§ **SET EXERCISE**
Copy out every one of the following records word for word.

§ **RECORDS SHOWN**
:::::
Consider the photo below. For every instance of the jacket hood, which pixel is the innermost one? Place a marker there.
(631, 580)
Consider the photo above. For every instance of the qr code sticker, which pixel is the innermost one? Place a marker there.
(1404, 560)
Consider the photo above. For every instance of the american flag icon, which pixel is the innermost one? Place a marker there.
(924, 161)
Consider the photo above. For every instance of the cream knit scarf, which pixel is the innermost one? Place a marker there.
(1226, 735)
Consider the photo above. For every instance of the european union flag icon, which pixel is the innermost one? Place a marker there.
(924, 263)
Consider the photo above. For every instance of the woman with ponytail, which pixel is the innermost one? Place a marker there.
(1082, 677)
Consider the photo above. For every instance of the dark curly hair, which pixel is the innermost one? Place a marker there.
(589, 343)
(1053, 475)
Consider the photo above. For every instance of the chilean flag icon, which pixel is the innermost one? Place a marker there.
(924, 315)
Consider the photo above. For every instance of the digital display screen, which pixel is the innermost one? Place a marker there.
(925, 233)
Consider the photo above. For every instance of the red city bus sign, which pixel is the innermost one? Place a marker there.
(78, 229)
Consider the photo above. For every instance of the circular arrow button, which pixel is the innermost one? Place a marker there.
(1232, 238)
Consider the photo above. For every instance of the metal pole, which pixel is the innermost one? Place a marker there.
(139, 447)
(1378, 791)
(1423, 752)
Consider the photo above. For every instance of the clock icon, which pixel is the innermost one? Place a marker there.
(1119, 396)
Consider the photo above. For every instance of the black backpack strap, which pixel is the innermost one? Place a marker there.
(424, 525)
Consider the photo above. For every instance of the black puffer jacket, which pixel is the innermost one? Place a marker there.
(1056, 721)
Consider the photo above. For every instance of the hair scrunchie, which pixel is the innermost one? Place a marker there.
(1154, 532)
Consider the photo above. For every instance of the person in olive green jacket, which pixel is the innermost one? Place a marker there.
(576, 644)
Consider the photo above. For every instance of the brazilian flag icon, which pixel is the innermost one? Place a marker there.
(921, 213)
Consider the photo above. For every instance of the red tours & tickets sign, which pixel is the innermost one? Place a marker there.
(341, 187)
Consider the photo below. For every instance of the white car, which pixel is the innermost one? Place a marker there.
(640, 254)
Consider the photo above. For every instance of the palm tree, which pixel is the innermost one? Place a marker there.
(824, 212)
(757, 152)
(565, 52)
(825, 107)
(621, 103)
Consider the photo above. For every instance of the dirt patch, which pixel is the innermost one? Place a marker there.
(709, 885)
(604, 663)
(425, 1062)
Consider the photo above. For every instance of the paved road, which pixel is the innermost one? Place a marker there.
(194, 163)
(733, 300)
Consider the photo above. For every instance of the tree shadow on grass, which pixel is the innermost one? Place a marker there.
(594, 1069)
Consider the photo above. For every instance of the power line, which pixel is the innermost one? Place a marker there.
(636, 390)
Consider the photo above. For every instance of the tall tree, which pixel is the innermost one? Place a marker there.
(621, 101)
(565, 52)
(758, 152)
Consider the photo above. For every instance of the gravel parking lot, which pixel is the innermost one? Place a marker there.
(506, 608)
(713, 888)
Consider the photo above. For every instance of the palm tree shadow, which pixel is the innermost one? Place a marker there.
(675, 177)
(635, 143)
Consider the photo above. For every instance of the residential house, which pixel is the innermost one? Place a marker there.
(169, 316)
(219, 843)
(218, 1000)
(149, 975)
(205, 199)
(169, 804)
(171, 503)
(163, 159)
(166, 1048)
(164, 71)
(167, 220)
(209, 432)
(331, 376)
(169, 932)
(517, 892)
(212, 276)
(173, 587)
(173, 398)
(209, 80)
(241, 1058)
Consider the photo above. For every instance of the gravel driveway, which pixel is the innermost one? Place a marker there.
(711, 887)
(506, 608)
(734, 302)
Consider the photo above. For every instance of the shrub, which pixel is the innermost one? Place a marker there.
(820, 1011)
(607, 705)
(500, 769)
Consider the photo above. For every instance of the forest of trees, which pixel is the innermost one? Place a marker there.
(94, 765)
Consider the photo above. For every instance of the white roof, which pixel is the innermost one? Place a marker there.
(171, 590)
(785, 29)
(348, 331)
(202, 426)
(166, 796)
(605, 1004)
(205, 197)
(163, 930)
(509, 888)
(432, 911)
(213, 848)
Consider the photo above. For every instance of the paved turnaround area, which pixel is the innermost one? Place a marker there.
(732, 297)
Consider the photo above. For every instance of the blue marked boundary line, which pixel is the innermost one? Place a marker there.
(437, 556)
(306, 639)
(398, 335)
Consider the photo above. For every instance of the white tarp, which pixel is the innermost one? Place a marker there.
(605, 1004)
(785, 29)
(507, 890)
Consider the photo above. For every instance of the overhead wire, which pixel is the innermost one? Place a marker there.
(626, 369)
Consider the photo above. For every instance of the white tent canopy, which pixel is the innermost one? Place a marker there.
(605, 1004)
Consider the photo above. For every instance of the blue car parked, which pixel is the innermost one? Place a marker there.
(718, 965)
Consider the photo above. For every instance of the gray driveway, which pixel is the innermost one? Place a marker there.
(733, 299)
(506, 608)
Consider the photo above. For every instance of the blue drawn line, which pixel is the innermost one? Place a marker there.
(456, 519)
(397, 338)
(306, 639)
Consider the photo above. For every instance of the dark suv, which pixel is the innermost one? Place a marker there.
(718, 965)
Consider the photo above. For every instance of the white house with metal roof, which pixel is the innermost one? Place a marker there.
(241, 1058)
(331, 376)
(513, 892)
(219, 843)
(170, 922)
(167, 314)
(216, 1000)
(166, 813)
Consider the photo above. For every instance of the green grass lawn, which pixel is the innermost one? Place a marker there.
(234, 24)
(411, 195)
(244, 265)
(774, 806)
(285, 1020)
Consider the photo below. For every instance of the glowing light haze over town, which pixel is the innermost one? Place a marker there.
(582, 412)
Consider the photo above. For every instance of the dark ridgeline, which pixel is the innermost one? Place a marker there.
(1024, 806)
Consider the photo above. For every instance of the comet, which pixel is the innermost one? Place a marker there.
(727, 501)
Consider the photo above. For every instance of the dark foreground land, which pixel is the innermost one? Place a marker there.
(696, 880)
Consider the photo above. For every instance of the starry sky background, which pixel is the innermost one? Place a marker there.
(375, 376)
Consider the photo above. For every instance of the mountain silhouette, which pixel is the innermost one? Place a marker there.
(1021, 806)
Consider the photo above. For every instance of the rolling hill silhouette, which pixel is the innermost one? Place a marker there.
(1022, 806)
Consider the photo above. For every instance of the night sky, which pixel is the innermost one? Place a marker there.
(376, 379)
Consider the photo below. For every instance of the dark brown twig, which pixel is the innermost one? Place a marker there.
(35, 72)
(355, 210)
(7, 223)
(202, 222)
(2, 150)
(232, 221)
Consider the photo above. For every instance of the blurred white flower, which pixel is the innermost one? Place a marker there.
:::::
§ **RESULT OF THE EXERCISE**
Consider the photo below. For every instance of the jacket hood, which pixel is the innermost one? Place a marker there.
(631, 580)
Consider the photo above. For every instance of the qr code sticker, which pixel is the innermost one? Place a marker there.
(1404, 560)
Consider the photo above. For every instance of the american flag icon, which pixel is the innermost one? Place a marker there.
(924, 161)
Consider the photo above. For every instance of the cream knit scarf, which pixel is the innermost one? Place a marker there.
(1226, 735)
Consider the photo above. For every instance of the european union flag icon, which pixel is the innermost one? Place a marker there.
(924, 263)
Consider the photo above. For every instance of the woman with ponytail, which pixel is the innermost one? Place a marker there.
(1082, 677)
Consider the photo above. For every instance of the dark curly hair, which pixel is the innermost one? Place a marker there.
(589, 343)
(1053, 475)
Consider the photo above. For every instance of the chilean flag icon, which pixel is the innermost one? Place a marker there.
(924, 315)
Consider the photo above. For every instance of the digital display screen, which pixel is the innermost one? Place a marker there.
(925, 233)
Consider the photo above. For every instance of the red city bus sign, which pixel is the innermost one? Place a marker there.
(78, 229)
Consider the photo above. For every instance of the circular arrow button, which pixel is the innermost one? Place a marker there.
(1232, 238)
Consider the photo above. For every instance of the metal pole, which pixel is the innermost one? Place a marker there.
(139, 447)
(1378, 791)
(1423, 752)
Consider the photo above. For every instance of the clock icon, which pixel is the innermost one? Place a marker there.
(1119, 396)
Consider the photo above. For every instance of the black backpack strap, which pixel is the innermost one? Place a marker there.
(424, 525)
Consider the photo above. For every instance of the black puffer jacket, which pixel is the innermost one? Place a marker there.
(1056, 721)
Consider the photo above. For every instance of the hair scrunchie, which pixel is the innermost one? Place a marker there.
(1154, 532)
Consider the photo above. For every instance of the person in olive green jacket, which pixel is the innermost one? Place a marker there.
(576, 644)
Consider the photo above. For every instance of the brazilian flag icon, which pixel is the innermost one? Place a marker there.
(921, 213)
Consider the photo above. For every instance of the red tours & tickets sign, which pixel is the innermost one? Place a marker there.
(341, 187)
Consider the photo below. For every instance of the white car, which pixel is the innermost one? Place a marker there.
(640, 254)
Consider the photo above. For every instance of the palm tree, which pixel is the innermost one? Place a marker there.
(824, 212)
(757, 152)
(565, 52)
(825, 107)
(621, 103)
Consider the photo above. For every instance of the dirt patch, which pixel is the innermost one? Place a marker there.
(709, 885)
(604, 663)
(425, 1062)
Consider the photo above. For every instance of the paved road, which pixel is the innermost one? Place a marker there.
(194, 163)
(733, 300)
Consider the photo above. For every instance of the tree shadow on grass, which pixel is the innermost one? Place a marker there.
(594, 1069)
Consider the photo above. For every instance of the power line, which pixel is the innermost one? Place a marker there.
(636, 390)
Consider the photo above. For every instance of the tall tree, which pixel is the innermost one? Place a marker there.
(621, 101)
(565, 52)
(758, 152)
Consider the photo above. For every instance of the gravel parking lot, which pixel is the innermost one? Place a marker there.
(506, 608)
(713, 888)
Consider the photo above. For every instance of the palm tree shadow, which pixel is the innermost one? Place a marker there.
(675, 177)
(635, 143)
Consider the photo above. For every instance of the residential house, which pixel is the innermost one? Place a marker there.
(169, 316)
(219, 843)
(218, 1000)
(149, 975)
(205, 199)
(169, 804)
(171, 503)
(163, 159)
(166, 1048)
(164, 71)
(167, 220)
(209, 432)
(331, 376)
(169, 932)
(517, 892)
(212, 276)
(173, 587)
(173, 398)
(209, 80)
(241, 1058)
Consider the photo above. For every instance of the gravel driveway, which pixel is the innermost one? Place a marker there.
(711, 887)
(506, 608)
(734, 302)
Consider the photo above. For every instance of the shrub, which pixel is the innermost one? Place a marker there.
(820, 1011)
(607, 705)
(500, 769)
Consider the photo above. For every instance of the forest of trees, which pixel is the innermost one? Place a marker there.
(94, 765)
Consider the photo above. For every instance of the white roof, which pixel is the innermost one? Place a marker there.
(171, 590)
(785, 29)
(348, 331)
(202, 426)
(166, 796)
(605, 1004)
(205, 197)
(163, 930)
(509, 888)
(432, 911)
(213, 848)
Consider the photo above. For every instance of the paved turnaround area, which pixel is the innermost one? Place a marker there.
(732, 297)
Consider the photo above. For every instance of the blue marked boundary line, which pixel is the innermost one? Place a marker there.
(437, 556)
(306, 639)
(398, 335)
Consider the photo above. For every instance of the white tarp, which pixel is the innermost one? Place a marker there.
(605, 1004)
(785, 29)
(507, 890)
Consider the photo above. For every instance of the overhead wire, which pixel is the innermost one? Place a marker there.
(626, 369)
Consider the photo above. For every instance of the white tent canopy, which pixel is the innermost one? Place a marker there.
(605, 1004)
Consider the photo above. For every instance of the blue car parked, which pixel is the innermost one? Place a marker there.
(718, 965)
Consider the photo above. For every instance of the gray driveway, which pixel is the innermost one? Place a marker there.
(733, 299)
(506, 608)
Consider the photo above. For every instance of the blue drawn line, which pixel is the innermost one? Place a marker there.
(456, 519)
(397, 338)
(306, 639)
Consider the photo above. For every instance of the dark suv, which pixel is the innermost one? Place a marker there.
(718, 965)
Consider the photo above. For every instance of the white house with metal roof, which pixel is the innermost one? Place a marker there.
(241, 1058)
(331, 376)
(513, 892)
(219, 843)
(170, 922)
(167, 314)
(216, 1000)
(166, 813)
Consider the photo above. For every instance of the green grass lawn, which pixel is the innermost one? Place a marker there.
(234, 24)
(411, 195)
(244, 265)
(774, 806)
(285, 1020)
Consider the photo below. For every instance of the glowing light haze over town, which pixel is the innermost one? Place a marker there.
(582, 412)
Consider the photo above. For every instance of the dark ridgeline, which pixel is the innermost one? Place a marker there.
(1024, 806)
Consider the photo above. For every instance of the comet, which pixel is the innermost one? Place a marker there.
(727, 501)
Consider the photo above. For every instance of the dark foreground land, which pixel is the innermost one? Place a marker there.
(696, 880)
Consider the photo above. For every instance of the starry sky background, which pixel is the innermost one? Place a marker there.
(375, 376)
Consider the photo above. For every instance of the mountain silhouette, which pixel is the innermost one? Place a marker there.
(1021, 806)
Consider the photo above. For every instance of the rolling hill silhouette, which pixel is the innermost one? Place a marker there.
(1022, 806)
Consider the photo above. For every instance of the night sky, which pixel is the innermost one? Place a marker there.
(376, 379)
Consider the photo below. For every instance of the dark brown twig, which pixel is the innermost one? Place a marker there.
(35, 72)
(355, 210)
(7, 223)
(202, 222)
(2, 150)
(232, 221)
Consider the photo above. For every instance of the blurred white flower, which pixel is the innermost one? Place a marker there.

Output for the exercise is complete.